■ **抜粋本文**:
---+---
岡本:そうですね、毎回のドタバタの中にもお互いのキャラの気持ちはその都度描いていましたので、それを6話で一度ちゃんと描きました。そこからノブナガやミツヒデ達の感情ラインの軸を一本出し、甲冑に対するマサムネの想いを一本出し、イエヤスの軸もあり、常に三本ぐらいのものを絡ませながら作っていたので、10話までにノブナガとミツヒデのラインを固めて、他のキャラクターのラインを12話までで固めて…というように作りました。
TVシリーズなので、途中でダレないように複数の軸を同時進行させて、ある時はそれを突然切り、ある時は突然復活したり、というアメリカのTVドラマのようなつくりを目指しました。おかげで、脚本会議は毎回難航しました(笑)

――そういった複雑な脚本作業を経たことで監督ご自身もかなり得たものはあったのではないでしょうか?

岡本:そうですね。面白い話を作る方法なんていくらでもあると思うんですけど、その中での一つの試金石にはなりましたし、お褒めの言葉も頂けたので、そういう意味では苦労はしましたが、それに合う分の結果は出せたと思いますが、まだ最終回を終えていないので、最終的な評価は解りません。ただ、作っている実感は持てたし、自己評価はできるかなと思います。あとは見て頂いたお客さんにそう思って貰えるかどうかですね。
---+---
■ **提供資料**:
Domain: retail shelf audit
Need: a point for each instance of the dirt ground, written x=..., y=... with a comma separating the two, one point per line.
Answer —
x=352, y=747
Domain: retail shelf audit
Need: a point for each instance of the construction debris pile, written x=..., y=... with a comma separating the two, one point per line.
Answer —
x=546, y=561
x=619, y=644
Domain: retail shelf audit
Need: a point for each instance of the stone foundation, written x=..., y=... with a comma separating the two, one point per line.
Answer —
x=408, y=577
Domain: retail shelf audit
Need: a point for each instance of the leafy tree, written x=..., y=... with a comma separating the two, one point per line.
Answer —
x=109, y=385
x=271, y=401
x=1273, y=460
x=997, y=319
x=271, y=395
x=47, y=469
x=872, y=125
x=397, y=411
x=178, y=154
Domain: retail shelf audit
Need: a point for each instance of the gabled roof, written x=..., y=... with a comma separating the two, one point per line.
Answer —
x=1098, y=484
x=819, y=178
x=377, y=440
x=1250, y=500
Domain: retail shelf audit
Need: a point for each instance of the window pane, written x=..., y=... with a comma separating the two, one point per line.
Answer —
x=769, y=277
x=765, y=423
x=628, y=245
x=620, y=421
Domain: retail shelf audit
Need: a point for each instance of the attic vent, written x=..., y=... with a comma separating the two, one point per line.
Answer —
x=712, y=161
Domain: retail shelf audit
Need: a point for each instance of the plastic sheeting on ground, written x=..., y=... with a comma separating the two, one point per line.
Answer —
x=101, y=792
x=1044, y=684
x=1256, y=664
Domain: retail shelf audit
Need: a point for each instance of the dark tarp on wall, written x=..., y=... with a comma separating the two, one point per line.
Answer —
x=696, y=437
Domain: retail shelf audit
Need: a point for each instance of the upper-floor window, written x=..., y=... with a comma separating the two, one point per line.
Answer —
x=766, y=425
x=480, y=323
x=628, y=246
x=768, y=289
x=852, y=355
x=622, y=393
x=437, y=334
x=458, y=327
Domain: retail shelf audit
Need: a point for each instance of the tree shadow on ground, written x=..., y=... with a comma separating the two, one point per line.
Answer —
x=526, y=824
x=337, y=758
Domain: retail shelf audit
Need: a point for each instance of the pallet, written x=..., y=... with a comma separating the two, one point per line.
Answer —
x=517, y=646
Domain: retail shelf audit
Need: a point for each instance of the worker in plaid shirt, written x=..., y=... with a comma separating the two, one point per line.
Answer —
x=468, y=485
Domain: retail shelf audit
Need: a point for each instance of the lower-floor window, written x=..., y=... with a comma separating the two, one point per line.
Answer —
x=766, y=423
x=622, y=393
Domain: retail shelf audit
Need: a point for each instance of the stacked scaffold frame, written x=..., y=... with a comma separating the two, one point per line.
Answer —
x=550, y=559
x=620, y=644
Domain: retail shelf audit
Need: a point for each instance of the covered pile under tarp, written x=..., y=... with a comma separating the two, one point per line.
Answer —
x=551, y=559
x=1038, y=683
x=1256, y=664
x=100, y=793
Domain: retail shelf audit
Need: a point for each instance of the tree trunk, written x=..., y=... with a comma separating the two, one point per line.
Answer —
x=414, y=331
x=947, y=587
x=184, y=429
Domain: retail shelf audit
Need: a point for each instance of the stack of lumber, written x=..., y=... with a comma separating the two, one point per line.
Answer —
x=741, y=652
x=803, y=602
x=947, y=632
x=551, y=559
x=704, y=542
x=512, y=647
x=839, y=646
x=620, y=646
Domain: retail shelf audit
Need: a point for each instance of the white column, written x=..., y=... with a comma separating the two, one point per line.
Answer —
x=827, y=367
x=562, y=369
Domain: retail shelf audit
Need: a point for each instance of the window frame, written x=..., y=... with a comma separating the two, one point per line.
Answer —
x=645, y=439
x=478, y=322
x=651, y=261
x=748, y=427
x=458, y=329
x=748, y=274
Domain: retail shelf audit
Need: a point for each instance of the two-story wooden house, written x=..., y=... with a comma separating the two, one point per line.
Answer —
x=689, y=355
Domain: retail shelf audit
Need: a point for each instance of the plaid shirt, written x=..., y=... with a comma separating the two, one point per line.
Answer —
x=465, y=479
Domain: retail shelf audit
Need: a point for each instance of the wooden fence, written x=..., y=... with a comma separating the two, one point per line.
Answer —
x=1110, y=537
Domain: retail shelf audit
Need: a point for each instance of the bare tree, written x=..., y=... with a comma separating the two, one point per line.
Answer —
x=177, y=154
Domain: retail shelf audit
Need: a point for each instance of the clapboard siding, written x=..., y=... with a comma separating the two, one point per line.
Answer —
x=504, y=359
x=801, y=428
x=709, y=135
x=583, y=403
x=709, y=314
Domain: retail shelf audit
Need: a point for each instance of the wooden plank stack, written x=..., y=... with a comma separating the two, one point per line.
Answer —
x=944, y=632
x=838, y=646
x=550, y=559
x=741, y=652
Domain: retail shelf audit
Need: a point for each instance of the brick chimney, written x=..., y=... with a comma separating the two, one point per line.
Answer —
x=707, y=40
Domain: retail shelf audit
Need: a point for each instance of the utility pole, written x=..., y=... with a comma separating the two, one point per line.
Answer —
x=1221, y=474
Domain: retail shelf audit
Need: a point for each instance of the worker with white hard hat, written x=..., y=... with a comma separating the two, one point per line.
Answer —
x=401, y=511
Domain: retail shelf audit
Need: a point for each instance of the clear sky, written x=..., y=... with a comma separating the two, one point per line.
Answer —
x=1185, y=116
---+---
■ **やること**:
(1) 抜粋本文に名前が出てくるキャラクターを、出てくる順にすべて挙げよ。
(2) 抜粋本文の「岡本:そうですね、毎回のドタ」から「て…というように作りました。」までを、一字も変えずにすべて出力せよ。

■ **解答**:
(1) ノブナガ、ミツヒデ、マサムネ、イエヤス

(2)
岡本:そうですね、毎回のドタバタの中にもお互いのキャラの気持ちはその都度描いていましたので、それを6話で一度ちゃんと描きました。そこからノブナガやミツヒデ達の感情ラインの軸を一本出し、甲冑に対するマサムネの想いを一本出し、イエヤスの軸もあり、常に三本ぐらいのものを絡ませながら作っていたので、10話までにノブナガとミツヒデのラインを固めて、他のキャラクターのラインを12話までで固めて…というように作りました。